> [Task statement]: Collect every line in the items below that contains the word "hand", matching case exactly.

-- START Listed entries --

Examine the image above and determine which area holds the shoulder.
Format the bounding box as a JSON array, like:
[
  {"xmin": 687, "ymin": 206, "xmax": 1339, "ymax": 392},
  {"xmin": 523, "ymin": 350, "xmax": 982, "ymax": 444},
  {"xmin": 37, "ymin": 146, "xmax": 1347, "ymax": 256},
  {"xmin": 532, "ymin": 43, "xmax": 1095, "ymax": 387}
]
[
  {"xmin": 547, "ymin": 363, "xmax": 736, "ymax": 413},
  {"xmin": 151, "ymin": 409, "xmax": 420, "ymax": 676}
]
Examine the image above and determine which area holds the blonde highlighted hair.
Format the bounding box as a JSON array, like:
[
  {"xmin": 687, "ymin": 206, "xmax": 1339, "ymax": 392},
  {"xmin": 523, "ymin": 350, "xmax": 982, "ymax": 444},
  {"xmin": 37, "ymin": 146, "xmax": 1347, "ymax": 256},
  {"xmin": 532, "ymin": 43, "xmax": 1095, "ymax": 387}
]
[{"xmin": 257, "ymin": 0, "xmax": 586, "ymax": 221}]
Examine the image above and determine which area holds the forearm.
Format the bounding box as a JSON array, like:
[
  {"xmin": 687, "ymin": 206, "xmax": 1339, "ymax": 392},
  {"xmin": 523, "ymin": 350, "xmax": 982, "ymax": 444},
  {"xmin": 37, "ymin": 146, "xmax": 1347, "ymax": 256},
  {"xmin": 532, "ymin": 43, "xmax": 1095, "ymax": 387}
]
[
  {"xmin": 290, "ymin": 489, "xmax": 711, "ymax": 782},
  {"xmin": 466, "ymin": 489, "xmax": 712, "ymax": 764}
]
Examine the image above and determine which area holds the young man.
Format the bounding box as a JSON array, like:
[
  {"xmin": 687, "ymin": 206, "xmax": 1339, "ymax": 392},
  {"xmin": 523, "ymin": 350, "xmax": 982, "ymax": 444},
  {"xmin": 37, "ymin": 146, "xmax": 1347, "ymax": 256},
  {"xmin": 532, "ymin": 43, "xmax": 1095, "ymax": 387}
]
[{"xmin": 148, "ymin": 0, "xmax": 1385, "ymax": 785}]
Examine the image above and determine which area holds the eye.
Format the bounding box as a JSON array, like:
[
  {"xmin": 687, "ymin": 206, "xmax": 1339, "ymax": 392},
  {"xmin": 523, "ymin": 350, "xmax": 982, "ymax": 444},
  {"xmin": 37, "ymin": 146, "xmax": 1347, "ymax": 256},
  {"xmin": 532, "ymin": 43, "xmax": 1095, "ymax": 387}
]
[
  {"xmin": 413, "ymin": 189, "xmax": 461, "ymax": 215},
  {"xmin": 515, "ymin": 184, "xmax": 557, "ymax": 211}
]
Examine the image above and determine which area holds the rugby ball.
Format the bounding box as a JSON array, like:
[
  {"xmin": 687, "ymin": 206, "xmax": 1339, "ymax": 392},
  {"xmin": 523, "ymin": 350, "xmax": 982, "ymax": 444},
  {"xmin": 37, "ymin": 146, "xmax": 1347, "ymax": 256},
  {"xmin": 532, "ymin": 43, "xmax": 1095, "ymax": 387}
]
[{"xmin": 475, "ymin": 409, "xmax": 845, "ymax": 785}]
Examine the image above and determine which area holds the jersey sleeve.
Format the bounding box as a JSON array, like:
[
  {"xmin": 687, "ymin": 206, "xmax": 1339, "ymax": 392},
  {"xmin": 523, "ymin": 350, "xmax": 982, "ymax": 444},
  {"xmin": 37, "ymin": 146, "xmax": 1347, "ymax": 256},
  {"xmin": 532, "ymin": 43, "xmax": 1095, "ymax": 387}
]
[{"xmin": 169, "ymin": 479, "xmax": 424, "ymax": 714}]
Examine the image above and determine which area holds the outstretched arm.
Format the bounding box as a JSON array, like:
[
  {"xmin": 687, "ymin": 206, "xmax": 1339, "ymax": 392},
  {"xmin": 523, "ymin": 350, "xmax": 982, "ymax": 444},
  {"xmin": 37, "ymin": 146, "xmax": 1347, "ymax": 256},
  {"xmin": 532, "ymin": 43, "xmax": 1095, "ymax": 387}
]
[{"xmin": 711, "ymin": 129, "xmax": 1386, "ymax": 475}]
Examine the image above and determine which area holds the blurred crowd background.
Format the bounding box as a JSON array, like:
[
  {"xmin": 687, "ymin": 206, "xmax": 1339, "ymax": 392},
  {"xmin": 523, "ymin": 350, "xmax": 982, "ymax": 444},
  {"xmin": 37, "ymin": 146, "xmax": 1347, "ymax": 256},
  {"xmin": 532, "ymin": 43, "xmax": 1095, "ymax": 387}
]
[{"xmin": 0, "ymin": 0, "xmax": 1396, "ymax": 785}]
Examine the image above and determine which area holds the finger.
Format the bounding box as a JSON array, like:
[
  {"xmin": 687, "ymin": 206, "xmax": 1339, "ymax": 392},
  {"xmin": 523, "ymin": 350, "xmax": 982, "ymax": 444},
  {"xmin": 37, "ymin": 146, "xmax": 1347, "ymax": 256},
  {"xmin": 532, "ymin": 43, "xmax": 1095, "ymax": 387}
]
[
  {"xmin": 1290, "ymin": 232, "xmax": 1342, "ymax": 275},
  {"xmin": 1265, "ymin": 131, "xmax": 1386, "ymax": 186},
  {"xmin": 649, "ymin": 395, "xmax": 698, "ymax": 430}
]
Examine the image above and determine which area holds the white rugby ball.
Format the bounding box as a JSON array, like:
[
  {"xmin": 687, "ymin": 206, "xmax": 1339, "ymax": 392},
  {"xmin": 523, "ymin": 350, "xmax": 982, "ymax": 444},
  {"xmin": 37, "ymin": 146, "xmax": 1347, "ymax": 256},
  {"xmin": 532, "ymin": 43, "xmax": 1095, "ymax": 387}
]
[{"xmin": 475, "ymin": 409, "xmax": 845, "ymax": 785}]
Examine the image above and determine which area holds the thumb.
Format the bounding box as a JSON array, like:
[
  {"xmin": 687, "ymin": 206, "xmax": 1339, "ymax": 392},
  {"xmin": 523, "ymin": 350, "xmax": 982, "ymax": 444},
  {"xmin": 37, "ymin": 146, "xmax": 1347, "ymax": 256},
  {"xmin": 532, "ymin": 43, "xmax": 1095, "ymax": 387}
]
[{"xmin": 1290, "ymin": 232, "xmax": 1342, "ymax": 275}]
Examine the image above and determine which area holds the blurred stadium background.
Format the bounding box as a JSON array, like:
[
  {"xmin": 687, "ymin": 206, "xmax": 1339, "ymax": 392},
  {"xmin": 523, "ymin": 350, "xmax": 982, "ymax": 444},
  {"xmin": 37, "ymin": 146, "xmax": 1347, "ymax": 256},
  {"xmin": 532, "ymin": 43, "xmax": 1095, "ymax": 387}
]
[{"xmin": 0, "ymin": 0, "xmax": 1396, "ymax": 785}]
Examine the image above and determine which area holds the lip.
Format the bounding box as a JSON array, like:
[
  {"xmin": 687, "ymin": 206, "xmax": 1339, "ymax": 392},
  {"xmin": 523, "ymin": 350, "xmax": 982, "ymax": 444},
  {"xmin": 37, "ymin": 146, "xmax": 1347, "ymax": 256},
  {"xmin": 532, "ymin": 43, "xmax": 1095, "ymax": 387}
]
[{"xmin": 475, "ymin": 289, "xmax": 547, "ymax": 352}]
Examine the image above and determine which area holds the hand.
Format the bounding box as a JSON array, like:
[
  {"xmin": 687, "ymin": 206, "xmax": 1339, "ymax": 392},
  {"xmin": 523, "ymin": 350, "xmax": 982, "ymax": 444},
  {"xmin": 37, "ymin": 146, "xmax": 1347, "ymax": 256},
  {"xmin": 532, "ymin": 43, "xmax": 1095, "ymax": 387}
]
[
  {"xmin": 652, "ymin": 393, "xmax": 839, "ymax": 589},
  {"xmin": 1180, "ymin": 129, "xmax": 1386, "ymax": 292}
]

-- END Listed entries --
-- START Listed entries --

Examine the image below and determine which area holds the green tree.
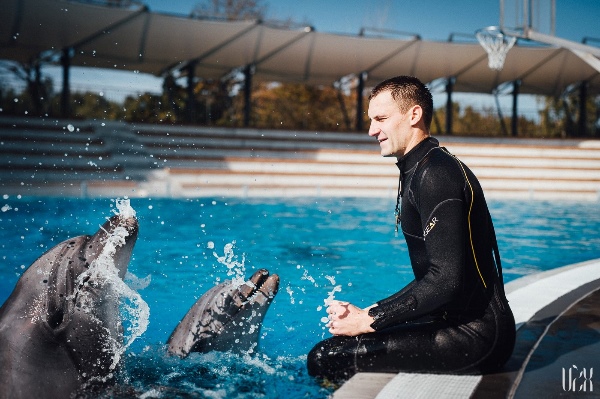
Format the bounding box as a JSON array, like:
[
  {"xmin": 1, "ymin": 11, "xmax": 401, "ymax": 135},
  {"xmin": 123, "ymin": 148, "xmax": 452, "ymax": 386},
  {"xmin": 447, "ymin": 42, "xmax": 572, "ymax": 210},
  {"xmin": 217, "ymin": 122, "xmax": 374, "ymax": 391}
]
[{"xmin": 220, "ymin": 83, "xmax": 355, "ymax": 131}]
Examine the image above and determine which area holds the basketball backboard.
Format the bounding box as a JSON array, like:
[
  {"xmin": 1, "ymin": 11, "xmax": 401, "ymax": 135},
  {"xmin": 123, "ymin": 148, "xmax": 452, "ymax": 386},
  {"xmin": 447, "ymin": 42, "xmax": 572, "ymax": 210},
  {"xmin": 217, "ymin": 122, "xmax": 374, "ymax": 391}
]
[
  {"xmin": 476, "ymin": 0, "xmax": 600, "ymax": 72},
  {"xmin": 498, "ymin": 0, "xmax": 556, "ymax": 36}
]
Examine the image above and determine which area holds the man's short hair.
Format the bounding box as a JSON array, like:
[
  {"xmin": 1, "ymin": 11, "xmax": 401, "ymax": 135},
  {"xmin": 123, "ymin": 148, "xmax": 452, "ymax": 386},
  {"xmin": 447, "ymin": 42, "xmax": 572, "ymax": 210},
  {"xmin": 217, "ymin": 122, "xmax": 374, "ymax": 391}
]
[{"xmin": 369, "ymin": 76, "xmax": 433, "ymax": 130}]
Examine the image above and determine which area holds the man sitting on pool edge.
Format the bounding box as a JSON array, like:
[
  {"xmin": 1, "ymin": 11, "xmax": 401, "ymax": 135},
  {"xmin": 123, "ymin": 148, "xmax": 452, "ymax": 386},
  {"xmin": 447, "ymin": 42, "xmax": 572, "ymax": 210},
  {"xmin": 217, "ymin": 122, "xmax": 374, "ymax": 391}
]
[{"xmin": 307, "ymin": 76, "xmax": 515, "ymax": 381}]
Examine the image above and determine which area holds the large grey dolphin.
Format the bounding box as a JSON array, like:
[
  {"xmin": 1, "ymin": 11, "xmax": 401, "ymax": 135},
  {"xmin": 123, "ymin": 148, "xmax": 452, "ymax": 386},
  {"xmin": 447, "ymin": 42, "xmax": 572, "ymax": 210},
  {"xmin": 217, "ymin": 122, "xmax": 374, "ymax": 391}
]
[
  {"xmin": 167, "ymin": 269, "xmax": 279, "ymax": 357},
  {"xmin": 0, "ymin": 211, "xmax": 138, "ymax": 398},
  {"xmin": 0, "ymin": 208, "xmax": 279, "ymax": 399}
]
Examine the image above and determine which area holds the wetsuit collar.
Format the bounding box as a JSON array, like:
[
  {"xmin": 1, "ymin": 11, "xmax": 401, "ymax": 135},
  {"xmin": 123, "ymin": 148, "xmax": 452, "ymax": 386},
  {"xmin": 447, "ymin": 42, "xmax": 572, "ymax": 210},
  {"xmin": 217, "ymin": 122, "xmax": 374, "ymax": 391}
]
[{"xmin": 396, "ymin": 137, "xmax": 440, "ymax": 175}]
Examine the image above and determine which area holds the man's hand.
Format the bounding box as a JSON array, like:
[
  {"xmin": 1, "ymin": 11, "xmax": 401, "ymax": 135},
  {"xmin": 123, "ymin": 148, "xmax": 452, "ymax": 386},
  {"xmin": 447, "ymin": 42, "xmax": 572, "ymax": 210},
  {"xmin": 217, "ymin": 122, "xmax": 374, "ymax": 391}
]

-- END Listed entries --

> [Task answer]:
Examine the image above and determine which area holds the hand.
Examine the image above and determine which area holds the man's hand.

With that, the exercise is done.